> Material to process:
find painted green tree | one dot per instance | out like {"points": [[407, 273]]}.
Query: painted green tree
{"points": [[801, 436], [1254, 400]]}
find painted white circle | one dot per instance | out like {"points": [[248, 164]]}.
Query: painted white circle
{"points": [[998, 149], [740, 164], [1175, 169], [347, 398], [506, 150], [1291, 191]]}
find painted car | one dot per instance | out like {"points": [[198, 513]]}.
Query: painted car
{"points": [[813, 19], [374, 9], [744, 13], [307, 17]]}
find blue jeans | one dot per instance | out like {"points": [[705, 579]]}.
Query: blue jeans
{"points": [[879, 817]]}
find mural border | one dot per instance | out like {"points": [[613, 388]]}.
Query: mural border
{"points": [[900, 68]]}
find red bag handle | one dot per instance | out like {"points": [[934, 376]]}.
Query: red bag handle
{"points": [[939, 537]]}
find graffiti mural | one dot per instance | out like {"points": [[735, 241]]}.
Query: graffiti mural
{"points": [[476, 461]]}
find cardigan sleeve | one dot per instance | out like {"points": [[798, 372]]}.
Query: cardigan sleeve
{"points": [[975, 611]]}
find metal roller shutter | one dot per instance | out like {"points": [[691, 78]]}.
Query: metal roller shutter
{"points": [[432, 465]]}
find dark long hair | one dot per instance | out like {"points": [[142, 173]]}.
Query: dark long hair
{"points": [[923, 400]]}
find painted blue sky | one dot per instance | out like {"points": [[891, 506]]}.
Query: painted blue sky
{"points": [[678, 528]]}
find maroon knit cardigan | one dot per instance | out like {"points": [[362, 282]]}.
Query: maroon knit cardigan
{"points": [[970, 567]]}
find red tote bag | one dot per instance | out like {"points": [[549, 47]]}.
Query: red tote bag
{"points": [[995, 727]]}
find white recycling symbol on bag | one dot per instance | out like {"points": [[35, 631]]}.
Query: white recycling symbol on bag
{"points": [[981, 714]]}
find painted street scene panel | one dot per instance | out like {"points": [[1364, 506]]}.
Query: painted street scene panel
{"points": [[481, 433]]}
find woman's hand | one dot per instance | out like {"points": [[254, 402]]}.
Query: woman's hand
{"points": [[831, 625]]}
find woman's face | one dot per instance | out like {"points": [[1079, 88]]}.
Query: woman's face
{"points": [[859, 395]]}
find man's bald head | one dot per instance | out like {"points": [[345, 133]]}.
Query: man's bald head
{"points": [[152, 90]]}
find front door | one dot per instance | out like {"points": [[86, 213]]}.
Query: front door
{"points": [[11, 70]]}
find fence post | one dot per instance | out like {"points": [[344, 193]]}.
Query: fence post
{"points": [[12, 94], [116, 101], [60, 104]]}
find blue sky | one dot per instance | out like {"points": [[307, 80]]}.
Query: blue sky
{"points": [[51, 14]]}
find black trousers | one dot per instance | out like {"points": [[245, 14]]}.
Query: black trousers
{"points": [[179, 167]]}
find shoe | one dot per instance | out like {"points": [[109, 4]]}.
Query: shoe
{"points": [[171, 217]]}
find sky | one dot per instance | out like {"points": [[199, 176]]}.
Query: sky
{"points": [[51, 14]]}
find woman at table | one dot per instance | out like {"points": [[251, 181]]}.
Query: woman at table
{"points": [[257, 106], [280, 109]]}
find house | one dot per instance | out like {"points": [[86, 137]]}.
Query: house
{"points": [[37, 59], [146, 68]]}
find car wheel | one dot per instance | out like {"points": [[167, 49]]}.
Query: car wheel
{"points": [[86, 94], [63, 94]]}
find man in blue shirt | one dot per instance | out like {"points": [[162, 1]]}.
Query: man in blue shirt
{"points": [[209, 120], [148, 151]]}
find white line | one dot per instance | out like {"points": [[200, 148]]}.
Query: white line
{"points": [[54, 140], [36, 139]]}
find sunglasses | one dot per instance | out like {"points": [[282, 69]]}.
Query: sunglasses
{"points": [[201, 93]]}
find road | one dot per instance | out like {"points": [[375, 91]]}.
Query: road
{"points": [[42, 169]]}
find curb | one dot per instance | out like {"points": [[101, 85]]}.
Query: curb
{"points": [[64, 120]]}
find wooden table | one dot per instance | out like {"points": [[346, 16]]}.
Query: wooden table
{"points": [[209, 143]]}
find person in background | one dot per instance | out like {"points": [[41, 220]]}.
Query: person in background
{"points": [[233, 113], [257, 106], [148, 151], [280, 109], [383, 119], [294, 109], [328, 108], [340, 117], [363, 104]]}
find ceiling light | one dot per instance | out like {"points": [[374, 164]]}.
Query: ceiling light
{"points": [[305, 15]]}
---
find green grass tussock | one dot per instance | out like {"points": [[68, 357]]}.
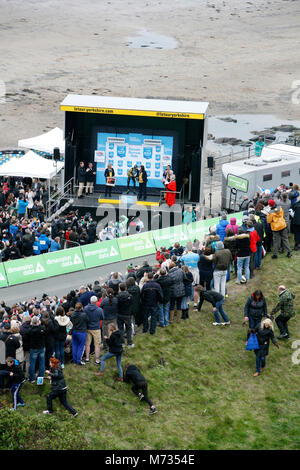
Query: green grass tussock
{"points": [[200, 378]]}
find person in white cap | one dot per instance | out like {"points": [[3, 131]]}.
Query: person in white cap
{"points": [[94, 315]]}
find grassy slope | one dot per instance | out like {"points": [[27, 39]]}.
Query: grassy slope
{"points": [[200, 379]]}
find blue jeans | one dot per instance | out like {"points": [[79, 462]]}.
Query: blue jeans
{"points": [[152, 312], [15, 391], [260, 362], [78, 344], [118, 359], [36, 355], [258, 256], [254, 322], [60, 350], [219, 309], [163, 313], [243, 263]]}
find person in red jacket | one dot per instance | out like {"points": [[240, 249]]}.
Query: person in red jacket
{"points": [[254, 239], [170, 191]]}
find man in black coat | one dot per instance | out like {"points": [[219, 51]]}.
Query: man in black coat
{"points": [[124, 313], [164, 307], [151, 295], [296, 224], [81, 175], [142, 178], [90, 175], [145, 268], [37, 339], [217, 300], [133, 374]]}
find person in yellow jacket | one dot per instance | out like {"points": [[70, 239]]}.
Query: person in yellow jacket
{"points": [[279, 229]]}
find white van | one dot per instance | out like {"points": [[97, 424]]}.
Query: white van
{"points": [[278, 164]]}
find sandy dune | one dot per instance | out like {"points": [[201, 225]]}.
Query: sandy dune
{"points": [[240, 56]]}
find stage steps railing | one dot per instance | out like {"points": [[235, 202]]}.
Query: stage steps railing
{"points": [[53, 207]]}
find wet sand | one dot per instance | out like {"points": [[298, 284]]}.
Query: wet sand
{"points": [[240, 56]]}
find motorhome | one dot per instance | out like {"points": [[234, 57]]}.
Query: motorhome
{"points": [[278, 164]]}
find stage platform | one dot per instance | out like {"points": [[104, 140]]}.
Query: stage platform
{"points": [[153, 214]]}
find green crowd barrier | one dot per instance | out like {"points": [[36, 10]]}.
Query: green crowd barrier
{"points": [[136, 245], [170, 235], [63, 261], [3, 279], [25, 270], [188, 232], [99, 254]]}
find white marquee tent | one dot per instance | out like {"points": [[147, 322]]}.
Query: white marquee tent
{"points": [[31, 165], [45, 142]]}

> What you should do: How many lines in the rows above contain the word "roller"? Give only the number.

> Solution for this task: 2